Task to carry out:
Which lines to output? The line containing "Place one keypoint on each instance of the short" and every line after it in the data below, each copied exactly.

[[ Data to use open ]]

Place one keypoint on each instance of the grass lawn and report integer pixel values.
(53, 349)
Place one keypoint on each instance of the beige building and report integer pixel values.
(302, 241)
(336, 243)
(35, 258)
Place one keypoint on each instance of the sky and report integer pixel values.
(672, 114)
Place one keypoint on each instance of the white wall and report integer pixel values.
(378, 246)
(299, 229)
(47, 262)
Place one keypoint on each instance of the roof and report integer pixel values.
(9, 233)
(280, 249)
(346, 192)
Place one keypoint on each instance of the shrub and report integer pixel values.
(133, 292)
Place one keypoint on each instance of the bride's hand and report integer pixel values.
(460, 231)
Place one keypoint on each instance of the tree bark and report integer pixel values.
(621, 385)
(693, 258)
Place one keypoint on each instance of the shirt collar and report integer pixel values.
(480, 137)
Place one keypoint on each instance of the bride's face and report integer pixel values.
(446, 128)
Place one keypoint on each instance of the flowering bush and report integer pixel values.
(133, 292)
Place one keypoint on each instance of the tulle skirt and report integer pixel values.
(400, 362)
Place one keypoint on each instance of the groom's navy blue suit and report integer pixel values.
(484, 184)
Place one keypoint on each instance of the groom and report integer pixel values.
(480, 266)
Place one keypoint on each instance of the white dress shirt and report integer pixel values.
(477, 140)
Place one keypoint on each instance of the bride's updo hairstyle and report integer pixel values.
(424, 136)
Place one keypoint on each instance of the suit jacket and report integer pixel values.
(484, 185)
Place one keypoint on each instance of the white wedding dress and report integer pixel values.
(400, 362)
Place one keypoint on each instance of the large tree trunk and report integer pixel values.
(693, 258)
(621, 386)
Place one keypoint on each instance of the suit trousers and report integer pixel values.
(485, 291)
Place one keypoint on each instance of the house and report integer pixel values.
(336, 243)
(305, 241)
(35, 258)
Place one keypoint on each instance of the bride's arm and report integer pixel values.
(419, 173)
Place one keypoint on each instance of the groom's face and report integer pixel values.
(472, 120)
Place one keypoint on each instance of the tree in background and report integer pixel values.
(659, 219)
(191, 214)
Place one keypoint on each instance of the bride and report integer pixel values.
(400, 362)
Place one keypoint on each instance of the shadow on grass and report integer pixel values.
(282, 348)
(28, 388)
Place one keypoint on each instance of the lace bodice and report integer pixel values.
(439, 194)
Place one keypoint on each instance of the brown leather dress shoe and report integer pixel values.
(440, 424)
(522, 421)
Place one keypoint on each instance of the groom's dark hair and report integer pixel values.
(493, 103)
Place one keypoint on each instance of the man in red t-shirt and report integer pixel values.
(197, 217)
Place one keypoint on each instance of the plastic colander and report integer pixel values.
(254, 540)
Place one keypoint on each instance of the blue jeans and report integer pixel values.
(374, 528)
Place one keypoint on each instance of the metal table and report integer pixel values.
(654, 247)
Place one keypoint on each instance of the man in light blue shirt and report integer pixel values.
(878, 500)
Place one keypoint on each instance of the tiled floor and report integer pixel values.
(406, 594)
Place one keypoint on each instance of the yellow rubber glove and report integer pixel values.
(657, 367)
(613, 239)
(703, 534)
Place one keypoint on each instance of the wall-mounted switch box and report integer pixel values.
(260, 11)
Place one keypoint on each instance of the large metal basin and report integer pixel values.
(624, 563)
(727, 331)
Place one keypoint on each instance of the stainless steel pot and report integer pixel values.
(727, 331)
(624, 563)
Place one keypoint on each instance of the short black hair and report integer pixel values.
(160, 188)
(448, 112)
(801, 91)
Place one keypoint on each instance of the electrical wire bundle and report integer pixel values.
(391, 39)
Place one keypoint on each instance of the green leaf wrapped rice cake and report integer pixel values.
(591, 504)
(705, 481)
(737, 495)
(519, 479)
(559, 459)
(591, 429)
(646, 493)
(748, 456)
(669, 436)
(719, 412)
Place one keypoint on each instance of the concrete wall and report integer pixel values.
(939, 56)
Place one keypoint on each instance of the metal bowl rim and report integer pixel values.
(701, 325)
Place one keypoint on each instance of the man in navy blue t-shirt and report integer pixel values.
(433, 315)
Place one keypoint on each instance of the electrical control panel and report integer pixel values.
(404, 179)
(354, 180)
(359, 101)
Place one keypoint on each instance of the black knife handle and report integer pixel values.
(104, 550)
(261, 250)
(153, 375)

[[ Data to use closed ]]

Exercise answer:
Place one keypoint on each instance of the short black hair and report integer pixel values.
(160, 188)
(448, 112)
(801, 91)
Place one keypoint on each instance of the electrical wire bundle and report integer pixel values.
(391, 39)
Place one keypoint on each instance of the green leaf wrapped rice cake and report integer pixel values.
(591, 504)
(705, 481)
(737, 495)
(519, 479)
(559, 459)
(591, 429)
(646, 493)
(748, 456)
(669, 436)
(719, 412)
Place one keypoint on each instance of the concrete wall and report integer pixel values.
(939, 56)
Place one keypoint on each instance of the metal bowl rim and report integer pixel values.
(701, 325)
Place one keypoint on each instance of the man in navy blue t-shirt and report integer pixel values.
(433, 315)
Place one keypoint on each instance of the electrical control panel and report integer pixel values.
(404, 179)
(354, 180)
(359, 101)
Place one keypoint on each instance of the black knife handle and report integer pixel values.
(104, 550)
(261, 250)
(153, 375)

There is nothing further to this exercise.